## Excerpted passage
※ ※ ※

In this case, the real bear has a blue ribbon and the "reconstructed" bear ha a red ribbon. Is the ribbon in the fMRI data and the computer choose the wrong color, or most of the images in the training set had ribbons and the computer just added one.

Imagine this something like this is used in the future to get something like https://en.wikipedia.org/wiki/Facial_composite . People may give too much importance to the details and arrest someone only because the computer imagined some detail, like the logo in the baseball cap.

1 comments

> Imagine this something like this is used in the future to get something like https://en.wikipedia.org/wiki/Facial_composite . People may give too much importance to the details and arrest someone only because the computer imagined some detail, like the logo in the baseball cap.

Wow, tech not working to tech might kill someone went super fast here.

In the real world when tech doesn't work people die.

OP is right to be concerned. This kind of tech (magickal mind-reading AI?!) is going to be bought up by security agencies, who wiil not understand its limitations and misuse it to accuse people of crimes they aren't related to.

There is ample precedent. Just for one recent example see plans to use an "AI lie detector" based on discredited pseudo-science at EU borders:

https://theintercept.com/2019/07/26/europe-border-control-ai...

※ ※ ※

## Recorded information
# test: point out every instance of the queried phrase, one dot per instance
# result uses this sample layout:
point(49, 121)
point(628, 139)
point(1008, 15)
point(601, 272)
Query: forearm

※ ※ ※

Continue the discussion about reconstructing images from brain scans, picking up after its last sentence. None of the lines are needed for what comes next.

## Output below
Exactly.

For example plead read this old article very carefully: "Police Are Using DNA to Generate 3D Images of Suspects They've Never Seen" https://www.vice.com/en/article/pkgma8/police-are-using-dna-... HN discussion https://news.ycombinator.com/item?id=33527901 (6 points | 3 months ago | 1 comment)

The picture is a high resolution image than make the system look accurate. They don't use the AI buzzword, but my guess it's only a mater of time. Anyway, the important paragraph is

> Seeing the composite image with no context or knowledge of DNA phenotyping, can mislead people into believing that the suspect looks exactly like the DNA profile. “Many members of the public that see this generated image will be unaware that it's a digital approximation, that age, weight, hairstyle, and face shape may be very different, and that accuracy of skin/hair/eye color is approximate,” Schroeder said.